What the task asks.
Render the records as a Markdown table with the columns "Row" and "Record line," numbering each row. Start with the line containing "the dry grass", continue through the final line of the records, and leave out blank lines.

* START *

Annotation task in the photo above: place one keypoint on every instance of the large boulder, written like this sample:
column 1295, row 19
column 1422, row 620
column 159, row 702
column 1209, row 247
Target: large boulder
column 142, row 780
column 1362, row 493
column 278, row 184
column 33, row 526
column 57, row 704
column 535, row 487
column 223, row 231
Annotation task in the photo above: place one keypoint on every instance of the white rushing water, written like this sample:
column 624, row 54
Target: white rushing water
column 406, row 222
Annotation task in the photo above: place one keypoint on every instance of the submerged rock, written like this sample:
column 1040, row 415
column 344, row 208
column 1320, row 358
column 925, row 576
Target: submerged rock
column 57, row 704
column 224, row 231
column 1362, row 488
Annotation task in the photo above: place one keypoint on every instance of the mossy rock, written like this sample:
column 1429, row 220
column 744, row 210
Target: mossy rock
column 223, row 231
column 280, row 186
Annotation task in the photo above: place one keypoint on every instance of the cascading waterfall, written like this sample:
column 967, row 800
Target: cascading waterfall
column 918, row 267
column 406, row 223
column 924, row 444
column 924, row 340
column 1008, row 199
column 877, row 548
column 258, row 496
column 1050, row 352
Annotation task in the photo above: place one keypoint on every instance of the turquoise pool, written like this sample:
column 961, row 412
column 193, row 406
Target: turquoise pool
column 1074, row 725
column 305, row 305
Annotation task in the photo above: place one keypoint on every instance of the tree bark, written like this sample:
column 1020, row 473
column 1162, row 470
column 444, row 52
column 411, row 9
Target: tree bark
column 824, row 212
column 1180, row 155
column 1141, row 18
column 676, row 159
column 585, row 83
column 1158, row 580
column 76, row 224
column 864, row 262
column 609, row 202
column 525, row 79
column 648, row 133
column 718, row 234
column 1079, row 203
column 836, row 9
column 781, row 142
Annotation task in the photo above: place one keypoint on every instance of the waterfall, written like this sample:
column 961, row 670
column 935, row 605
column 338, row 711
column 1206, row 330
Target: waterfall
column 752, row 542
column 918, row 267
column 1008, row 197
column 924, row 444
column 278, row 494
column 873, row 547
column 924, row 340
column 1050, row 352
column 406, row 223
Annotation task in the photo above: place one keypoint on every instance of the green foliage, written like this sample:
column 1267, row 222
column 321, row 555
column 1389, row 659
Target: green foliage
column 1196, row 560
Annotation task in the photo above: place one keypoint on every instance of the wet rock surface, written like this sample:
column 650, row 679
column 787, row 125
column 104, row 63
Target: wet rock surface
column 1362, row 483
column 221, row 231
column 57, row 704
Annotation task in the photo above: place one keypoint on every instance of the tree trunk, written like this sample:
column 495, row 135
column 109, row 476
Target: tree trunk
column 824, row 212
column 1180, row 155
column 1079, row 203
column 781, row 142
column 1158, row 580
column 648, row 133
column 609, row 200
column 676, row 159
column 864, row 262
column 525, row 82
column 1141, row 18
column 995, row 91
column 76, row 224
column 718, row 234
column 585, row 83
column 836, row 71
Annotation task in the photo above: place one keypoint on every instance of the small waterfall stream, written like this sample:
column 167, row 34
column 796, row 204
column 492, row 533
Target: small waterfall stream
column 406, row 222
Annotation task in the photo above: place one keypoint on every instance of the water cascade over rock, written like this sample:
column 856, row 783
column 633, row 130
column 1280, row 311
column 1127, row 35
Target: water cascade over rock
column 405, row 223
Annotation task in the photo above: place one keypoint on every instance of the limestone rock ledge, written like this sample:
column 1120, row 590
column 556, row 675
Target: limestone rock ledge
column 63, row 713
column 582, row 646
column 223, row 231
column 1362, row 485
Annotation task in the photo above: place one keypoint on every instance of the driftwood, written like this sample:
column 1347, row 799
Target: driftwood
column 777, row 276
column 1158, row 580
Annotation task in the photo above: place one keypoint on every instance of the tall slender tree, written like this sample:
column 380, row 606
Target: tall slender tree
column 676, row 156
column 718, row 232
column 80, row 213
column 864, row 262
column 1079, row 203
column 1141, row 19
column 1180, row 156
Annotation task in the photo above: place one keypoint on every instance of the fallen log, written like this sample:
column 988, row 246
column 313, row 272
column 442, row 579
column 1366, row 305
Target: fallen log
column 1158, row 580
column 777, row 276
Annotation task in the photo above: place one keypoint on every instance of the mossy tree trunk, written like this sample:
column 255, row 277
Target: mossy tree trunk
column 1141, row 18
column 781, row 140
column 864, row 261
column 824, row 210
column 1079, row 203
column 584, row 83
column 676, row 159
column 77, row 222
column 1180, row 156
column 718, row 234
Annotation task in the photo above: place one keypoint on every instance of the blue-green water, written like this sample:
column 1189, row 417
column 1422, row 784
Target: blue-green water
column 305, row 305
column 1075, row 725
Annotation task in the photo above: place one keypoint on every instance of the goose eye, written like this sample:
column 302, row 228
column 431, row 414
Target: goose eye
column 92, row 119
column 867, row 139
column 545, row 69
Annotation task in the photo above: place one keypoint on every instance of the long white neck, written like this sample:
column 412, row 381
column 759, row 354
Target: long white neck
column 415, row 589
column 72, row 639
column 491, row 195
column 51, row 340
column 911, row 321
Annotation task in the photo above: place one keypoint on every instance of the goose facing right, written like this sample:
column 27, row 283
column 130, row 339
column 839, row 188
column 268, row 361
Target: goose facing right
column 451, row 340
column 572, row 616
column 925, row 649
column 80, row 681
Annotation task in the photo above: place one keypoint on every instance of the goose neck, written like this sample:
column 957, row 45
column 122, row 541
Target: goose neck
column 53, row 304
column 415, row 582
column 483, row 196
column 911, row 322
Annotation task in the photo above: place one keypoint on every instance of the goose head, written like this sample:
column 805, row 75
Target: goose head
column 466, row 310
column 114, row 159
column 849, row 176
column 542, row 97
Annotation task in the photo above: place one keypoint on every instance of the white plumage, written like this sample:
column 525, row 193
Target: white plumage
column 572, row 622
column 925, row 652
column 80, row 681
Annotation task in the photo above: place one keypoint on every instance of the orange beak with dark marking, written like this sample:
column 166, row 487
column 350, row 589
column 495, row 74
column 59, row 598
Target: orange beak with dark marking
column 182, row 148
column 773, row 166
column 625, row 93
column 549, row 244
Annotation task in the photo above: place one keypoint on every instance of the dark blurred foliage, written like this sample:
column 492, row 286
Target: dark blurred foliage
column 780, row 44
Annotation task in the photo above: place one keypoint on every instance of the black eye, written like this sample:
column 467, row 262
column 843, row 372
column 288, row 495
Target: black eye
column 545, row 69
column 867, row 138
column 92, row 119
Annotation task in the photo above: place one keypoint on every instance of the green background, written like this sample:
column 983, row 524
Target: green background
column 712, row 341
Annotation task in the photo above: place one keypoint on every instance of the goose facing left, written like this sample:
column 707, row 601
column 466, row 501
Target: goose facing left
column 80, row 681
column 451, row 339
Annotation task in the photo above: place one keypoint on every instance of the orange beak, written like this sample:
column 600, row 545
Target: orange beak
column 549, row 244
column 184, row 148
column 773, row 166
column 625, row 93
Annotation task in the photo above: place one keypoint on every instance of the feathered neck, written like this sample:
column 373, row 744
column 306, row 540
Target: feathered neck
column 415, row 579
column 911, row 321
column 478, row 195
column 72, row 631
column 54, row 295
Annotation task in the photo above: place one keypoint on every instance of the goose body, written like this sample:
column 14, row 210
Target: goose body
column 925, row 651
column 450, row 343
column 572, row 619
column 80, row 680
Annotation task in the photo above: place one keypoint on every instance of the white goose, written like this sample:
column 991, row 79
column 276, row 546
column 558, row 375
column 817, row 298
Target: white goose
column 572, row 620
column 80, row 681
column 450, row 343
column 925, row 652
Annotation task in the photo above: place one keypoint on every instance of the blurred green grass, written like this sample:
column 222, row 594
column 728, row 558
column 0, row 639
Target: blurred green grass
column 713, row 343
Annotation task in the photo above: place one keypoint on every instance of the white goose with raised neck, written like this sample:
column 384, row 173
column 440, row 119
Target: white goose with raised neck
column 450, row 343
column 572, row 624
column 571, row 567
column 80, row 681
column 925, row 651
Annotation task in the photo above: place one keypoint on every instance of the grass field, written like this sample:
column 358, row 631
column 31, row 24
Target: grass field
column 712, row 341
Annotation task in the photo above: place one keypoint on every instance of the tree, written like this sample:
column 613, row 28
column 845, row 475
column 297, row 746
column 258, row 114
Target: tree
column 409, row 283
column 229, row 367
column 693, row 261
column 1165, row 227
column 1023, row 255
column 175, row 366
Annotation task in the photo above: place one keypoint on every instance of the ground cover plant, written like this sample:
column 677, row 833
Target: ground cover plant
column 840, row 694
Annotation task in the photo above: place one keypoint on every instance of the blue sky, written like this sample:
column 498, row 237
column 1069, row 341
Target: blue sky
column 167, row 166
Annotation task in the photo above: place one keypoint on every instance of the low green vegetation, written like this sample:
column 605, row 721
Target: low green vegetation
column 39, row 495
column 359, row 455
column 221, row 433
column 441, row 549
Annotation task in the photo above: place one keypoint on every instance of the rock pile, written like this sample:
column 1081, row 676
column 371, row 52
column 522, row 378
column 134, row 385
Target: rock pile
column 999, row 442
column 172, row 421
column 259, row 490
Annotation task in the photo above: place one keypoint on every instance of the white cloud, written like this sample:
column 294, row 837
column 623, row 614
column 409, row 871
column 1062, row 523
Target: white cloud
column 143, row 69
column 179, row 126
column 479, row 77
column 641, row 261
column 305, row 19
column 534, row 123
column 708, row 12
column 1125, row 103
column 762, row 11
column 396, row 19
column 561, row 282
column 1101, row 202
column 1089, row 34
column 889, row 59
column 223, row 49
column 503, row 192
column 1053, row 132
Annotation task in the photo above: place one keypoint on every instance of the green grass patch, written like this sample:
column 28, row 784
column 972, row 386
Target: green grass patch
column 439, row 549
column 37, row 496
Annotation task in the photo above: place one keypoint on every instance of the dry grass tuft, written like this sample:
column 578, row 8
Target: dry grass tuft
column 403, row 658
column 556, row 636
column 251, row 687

* END *

Written response.
| Row | Record line |
|---|---|
| 1 | Annotation task in the photo above: place one keypoint on every instance of the dry grass tuft, written like this sample: |
| 2 | column 578, row 8 |
| 3 | Target: dry grass tuft |
| 4 | column 403, row 658 |
| 5 | column 556, row 636 |
| 6 | column 251, row 687 |